> **Goals**
1. Reproduce word for word the passage of the post on early Fenway Park programs from "I thought it" to "2008 for $286.81.".
2. Translate this sentence from the post on early Fenway Park programs into Spanish: "Babe Ruth became part of the Fenway Park scene in 1914 and this program is from his first game on July 11th."
3. Decide whether each statement agrees with the post on early Fenway Park programs. Answer yes or no for each, and quote the words that decide it.
(a) The Red Sox began wearing uniform numbers in their 1931 season.
(b) The Red Sox played the 1915 World Series at Fenway Park.
(c) Babe Ruth pitched the 3:05 game against the Indians.

> **Document segment**
“The Mystic Chords of Memory”…..Abraham Lincoln

I am an ephemera freak! There I admit it, I said it, it’s out there and I feel better already. Now you won’t find me on an episode of hoarders or anything but there are a few who might contend that I am slightly over the top.

Now for those of you not in the know, ephemera is: a class of collectible items not originally intended to last for more than a short time, such as tickets, posters, postcards, or labels. It also includes things such as letters, and for the memorabilia lovers, things such as programs and yearbooks.

Rain Check for Game 7 of the 1967 World Series at Fenway Park.

I thought it would be a fun and interesting way to end the week by taking a look at programs from the first decade of Fenway Park.

Program from a Fenway Park game in its first year, 1912.

 

The 1913 Fenway Park program trumpeted the Red Sox 1912 World Championship.

Numbers were not worn on Major League uniforms until the 1920s and the Red Sox did not adopt them until their 1931 season, however as the following photo reveals, numbers were a part of the game and the programs from its inception.

 

This 1913 program sold at auction in February of 2008 for $286.81.

When numbers were first used, they simply reflected the batting order which were printed in the programs.

Babe Ruth became part of the Fenway Park scene in 1914 and this program is from his first game on July 11th.

Catcher and Manager Bill Carrigan graced the cover of this 1914 Fenway Park program.

 

This program sold for $4,333.00 in 2002.

Note Babe’s name written in pencil. He arrived in Boston at about 10:00 AM, was at Fenway by noon and pitched the 3:05 game against the Indians. Oh, and he won!

 The 1915 World Series program has an interesting twist to it, note it says Braves Field. The Red Sox played the ’15’ World Series at the brand new, larger venue to accommodate more fans.

> **Data extract**
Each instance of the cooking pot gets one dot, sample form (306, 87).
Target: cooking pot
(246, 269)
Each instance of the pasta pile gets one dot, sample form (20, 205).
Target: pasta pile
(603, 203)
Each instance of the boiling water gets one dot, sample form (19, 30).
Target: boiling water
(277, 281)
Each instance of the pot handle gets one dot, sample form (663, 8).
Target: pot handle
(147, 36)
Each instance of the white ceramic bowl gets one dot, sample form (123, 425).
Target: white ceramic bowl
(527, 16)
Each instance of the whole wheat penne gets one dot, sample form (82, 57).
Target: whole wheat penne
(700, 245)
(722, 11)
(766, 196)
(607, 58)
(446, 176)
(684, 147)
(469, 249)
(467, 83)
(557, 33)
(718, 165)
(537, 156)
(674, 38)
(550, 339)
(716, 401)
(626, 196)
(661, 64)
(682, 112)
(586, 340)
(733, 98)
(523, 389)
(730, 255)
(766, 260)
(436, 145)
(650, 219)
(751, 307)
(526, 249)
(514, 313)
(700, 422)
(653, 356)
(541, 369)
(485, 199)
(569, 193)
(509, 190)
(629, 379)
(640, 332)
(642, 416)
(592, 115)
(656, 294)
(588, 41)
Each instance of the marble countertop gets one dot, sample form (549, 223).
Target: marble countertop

> **Exercise solutions**
1.
I thought it would be a fun and interesting way to end the week by taking a look at programs from the first decade of Fenway Park.

Program from a Fenway Park game in its first year, 1912.

 

The 1913 Fenway Park program trumpeted the Red Sox 1912 World Championship.

Numbers were not worn on Major League uniforms until the 1920s and the Red Sox did not adopt them until their 1931 season, however as the following photo reveals, numbers were a part of the game and the programs from its inception.

 

This 1913 program sold at auction in February of 2008 for $286.81.

2. Babe Ruth pasó a formar parte del ambiente de Fenway Park en 1914, y este programa es de su primer partido, el 11 de julio.

3.
(a) Yes: "the Red Sox did not adopt them until their 1931 season"
(b) No: "The Red Sox played the ’15’ World Series at the brand new, larger venue to accommodate more fans."
(c) Yes: "pitched the 3:05 game against the Indians"